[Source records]
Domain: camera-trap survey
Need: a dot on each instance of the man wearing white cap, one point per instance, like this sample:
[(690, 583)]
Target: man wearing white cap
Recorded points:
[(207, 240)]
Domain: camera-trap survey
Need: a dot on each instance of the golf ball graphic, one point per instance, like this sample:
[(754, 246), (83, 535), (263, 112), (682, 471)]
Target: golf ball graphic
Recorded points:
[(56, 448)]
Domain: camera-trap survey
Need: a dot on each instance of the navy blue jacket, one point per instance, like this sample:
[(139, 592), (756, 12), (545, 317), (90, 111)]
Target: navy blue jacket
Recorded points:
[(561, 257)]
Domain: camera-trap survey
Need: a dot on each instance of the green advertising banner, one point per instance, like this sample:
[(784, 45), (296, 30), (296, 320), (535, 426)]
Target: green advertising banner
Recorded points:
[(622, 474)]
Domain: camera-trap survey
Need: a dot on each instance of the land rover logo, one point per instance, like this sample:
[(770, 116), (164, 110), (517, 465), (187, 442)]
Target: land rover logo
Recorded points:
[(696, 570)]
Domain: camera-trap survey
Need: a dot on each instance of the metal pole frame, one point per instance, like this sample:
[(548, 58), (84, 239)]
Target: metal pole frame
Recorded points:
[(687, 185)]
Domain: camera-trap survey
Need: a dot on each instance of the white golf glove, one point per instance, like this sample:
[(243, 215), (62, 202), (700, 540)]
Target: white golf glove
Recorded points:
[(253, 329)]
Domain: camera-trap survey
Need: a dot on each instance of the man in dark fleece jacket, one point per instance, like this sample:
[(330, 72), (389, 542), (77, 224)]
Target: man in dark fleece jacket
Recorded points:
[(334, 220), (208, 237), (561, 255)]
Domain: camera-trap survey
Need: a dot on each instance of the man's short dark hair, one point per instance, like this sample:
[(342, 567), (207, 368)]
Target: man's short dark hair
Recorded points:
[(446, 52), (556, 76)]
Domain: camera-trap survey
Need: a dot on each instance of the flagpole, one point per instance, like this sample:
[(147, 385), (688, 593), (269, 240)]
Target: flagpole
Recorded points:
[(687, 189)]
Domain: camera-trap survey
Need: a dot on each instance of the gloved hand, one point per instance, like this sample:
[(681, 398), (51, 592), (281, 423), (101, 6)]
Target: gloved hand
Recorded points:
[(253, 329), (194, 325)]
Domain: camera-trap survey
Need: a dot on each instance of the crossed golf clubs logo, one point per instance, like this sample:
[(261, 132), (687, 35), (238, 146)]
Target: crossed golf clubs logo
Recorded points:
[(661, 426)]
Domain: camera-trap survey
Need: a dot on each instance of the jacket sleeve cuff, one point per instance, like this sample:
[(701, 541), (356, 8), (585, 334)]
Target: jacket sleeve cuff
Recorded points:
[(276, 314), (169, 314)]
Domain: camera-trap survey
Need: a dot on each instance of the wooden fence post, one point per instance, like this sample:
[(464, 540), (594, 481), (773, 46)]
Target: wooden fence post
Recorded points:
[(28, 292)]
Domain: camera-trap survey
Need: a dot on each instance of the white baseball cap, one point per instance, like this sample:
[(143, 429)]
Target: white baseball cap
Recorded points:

* * *

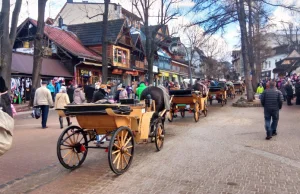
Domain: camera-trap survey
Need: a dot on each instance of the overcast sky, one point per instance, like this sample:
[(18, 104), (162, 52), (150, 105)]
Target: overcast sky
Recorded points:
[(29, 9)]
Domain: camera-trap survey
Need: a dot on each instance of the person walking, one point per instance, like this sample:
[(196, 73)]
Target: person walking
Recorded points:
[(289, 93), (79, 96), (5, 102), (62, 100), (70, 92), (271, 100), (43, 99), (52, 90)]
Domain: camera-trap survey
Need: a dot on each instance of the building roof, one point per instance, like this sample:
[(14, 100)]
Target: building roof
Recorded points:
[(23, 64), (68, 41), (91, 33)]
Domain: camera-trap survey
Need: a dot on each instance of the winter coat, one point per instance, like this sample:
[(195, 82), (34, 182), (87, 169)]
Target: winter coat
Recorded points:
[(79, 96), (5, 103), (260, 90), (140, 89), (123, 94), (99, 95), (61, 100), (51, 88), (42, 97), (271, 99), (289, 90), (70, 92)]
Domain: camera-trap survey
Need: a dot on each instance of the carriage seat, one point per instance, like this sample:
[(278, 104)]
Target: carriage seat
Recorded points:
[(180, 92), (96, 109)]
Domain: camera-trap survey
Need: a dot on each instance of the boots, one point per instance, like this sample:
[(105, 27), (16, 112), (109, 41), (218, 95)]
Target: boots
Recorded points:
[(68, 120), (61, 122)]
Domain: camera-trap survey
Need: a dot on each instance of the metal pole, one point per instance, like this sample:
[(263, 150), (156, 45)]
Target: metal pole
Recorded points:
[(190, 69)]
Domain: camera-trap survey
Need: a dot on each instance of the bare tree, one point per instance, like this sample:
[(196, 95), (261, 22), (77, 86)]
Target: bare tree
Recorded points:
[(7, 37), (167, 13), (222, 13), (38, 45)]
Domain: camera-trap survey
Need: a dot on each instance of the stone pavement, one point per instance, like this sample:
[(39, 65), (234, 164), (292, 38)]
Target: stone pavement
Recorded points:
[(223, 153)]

...

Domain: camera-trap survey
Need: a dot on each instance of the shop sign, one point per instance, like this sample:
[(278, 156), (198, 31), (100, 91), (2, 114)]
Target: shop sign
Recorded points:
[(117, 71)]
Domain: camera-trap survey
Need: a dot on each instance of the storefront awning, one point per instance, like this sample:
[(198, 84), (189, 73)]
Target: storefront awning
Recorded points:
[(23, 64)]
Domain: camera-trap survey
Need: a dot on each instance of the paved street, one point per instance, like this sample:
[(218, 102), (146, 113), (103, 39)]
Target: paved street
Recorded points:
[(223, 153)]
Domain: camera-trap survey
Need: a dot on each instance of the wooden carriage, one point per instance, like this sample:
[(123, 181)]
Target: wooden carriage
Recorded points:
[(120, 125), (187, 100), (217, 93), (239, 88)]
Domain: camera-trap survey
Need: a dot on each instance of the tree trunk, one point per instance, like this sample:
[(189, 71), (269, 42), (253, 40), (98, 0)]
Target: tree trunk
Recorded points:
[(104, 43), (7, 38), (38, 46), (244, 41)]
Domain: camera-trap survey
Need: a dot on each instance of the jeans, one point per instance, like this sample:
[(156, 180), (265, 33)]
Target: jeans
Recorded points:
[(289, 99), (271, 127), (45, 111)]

■ **Given instruction**
How many lines of the data above contain the word "overcast"? Reply with the number alone.

■ **Exercise answer**
2